#### [Brief]
Without pictures, output exactly the lines running from the line containing "Note: look at the photo below" to the end of the listing below.

#### [Exercise material]
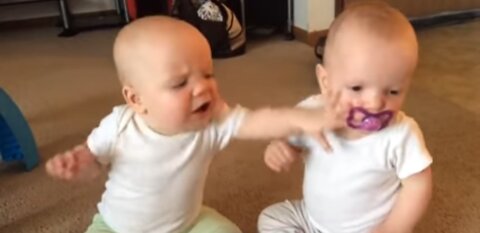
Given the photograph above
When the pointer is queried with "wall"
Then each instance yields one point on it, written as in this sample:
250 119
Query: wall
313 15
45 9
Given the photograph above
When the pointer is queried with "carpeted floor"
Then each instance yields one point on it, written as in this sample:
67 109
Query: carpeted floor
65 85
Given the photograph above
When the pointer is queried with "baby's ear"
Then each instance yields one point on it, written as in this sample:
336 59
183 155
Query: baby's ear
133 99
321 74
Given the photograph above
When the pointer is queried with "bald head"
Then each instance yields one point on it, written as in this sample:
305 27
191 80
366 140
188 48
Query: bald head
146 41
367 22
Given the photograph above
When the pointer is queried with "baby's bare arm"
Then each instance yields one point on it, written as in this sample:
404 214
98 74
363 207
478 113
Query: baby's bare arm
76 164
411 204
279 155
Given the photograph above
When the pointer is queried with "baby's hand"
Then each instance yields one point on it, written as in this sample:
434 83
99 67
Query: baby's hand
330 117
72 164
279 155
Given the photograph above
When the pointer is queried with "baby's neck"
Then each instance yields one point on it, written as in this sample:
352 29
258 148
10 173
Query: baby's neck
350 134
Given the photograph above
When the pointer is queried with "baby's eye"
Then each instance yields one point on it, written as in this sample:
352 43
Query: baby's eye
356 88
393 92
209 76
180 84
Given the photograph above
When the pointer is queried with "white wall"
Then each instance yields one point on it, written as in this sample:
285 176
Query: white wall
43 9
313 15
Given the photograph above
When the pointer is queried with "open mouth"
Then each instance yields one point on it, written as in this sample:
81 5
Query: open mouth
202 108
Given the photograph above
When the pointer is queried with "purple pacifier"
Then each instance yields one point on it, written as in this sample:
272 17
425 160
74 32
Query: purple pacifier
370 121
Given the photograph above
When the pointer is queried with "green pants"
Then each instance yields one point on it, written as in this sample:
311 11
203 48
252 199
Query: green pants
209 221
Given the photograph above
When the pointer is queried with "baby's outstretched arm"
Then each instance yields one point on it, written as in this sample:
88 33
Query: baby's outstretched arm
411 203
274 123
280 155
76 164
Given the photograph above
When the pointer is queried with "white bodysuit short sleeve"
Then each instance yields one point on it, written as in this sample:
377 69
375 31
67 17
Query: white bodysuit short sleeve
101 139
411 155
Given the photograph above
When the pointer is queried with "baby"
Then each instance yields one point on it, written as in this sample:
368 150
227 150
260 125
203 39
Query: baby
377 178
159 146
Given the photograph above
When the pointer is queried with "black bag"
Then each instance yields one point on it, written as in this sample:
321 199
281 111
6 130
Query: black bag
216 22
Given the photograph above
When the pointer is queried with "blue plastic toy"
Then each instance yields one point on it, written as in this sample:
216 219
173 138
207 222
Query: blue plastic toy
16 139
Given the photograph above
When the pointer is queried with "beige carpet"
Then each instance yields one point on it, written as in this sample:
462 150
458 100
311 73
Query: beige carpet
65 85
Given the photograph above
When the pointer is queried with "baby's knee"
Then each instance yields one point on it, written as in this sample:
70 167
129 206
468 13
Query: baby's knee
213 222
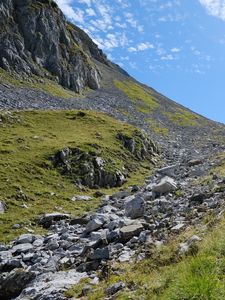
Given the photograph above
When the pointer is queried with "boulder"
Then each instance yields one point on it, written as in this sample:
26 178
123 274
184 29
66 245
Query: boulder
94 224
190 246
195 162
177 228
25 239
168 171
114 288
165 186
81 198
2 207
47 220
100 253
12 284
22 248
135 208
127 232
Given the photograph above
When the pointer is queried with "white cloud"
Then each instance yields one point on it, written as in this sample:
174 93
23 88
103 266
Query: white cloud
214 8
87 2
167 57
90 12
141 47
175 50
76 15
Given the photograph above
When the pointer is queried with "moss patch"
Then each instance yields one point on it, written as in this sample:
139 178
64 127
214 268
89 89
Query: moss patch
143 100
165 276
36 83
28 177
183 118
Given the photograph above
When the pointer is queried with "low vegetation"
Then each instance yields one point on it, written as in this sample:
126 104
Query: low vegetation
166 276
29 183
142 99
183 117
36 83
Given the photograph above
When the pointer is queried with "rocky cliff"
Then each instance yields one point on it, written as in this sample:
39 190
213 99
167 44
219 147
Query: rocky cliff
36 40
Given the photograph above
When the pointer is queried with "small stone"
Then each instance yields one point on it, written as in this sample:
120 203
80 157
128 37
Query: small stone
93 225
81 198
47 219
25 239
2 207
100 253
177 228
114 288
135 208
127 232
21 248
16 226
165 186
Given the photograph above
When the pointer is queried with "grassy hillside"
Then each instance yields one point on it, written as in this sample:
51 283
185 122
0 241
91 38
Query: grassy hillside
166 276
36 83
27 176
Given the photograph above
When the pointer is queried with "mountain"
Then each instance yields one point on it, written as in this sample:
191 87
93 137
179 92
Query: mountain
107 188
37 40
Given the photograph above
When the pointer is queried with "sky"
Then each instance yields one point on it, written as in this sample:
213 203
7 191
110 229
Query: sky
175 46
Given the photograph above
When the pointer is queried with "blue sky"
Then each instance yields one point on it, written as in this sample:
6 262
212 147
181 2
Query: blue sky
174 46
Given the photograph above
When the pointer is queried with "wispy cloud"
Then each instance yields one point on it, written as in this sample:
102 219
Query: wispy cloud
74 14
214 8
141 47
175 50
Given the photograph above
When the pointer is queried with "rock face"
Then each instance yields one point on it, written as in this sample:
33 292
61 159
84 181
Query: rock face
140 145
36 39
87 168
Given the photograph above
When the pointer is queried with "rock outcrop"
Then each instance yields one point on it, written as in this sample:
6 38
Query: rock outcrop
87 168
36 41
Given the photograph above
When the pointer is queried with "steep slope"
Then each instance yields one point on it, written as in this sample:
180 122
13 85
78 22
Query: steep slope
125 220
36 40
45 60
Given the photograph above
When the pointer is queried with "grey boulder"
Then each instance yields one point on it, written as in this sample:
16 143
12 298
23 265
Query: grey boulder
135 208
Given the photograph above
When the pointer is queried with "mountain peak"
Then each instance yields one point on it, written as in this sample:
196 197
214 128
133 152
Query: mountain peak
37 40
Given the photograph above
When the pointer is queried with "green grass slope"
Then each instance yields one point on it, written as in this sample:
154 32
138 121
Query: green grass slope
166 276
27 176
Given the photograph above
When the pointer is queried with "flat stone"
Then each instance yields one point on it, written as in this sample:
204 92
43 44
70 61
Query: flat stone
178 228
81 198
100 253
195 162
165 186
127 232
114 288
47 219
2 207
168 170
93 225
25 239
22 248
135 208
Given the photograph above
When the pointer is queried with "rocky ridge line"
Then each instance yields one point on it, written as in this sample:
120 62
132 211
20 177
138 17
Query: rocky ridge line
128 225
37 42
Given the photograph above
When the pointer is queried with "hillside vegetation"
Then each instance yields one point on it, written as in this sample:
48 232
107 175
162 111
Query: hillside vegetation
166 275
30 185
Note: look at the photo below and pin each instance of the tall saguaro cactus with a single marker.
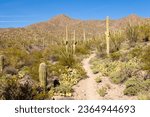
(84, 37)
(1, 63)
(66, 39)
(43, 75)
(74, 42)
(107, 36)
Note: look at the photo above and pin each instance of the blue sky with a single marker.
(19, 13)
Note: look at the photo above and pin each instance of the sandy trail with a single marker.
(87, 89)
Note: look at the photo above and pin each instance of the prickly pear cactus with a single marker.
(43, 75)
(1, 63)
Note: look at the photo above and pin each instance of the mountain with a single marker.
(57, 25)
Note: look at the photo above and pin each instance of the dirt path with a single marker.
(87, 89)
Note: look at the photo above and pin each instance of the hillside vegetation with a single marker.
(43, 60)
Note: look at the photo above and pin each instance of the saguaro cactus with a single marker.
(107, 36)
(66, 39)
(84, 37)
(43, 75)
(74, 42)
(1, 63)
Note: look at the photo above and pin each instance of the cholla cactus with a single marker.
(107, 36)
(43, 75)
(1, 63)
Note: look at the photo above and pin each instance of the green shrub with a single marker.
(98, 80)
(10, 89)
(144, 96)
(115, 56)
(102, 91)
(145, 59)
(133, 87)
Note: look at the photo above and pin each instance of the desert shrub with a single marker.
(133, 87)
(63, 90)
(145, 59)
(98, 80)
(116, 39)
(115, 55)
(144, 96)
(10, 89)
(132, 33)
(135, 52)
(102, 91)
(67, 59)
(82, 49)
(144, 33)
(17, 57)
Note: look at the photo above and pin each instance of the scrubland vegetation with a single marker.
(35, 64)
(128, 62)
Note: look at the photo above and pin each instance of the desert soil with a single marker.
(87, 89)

#### [Solution for this problem]
Note: look at the photo below and pin each instance of the tall saguaro cactus with a single marker.
(84, 37)
(1, 63)
(66, 39)
(43, 75)
(74, 42)
(107, 36)
Note: look at the photo above and pin each instance of the blue sky with a single marker.
(19, 13)
Note: look at the photo above and pin each instance of the sandy trail with a single marker.
(87, 89)
Note: look at the photo above and pin each instance of the prickly pear cactus with a single marker.
(43, 75)
(1, 63)
Note: look at the photo above and pin each instance of the mountain with a single marker.
(57, 25)
Note: look at the photo above and pin each instance of the dirt path with a single marker.
(87, 89)
Note: look at the photo above and pin each instance of the hillside vegetation with a single marker.
(43, 60)
Note: look at the photo above and pin each instance of the saguaro cactus with a single marker.
(107, 36)
(66, 39)
(84, 37)
(43, 75)
(74, 42)
(1, 63)
Note: look at the photo above and pin each instance of the cholla cactus with a single marker.
(107, 36)
(43, 75)
(1, 63)
Note: look at the photo above and pin each instance of the green shrub with a single marker.
(98, 80)
(10, 89)
(144, 96)
(115, 56)
(102, 91)
(145, 59)
(133, 87)
Note: look at the photo above and pin each instance of the desert shrub with a single marker.
(133, 87)
(63, 90)
(145, 59)
(98, 80)
(116, 39)
(115, 55)
(144, 96)
(10, 89)
(132, 33)
(135, 52)
(102, 91)
(67, 59)
(82, 49)
(144, 33)
(17, 57)
Note: look at the photo above and pin each instance of the scrubland vegetation with a single marker.
(35, 64)
(128, 62)
Note: look at the photo above and pin each instance of the desert soil with a single marker.
(87, 89)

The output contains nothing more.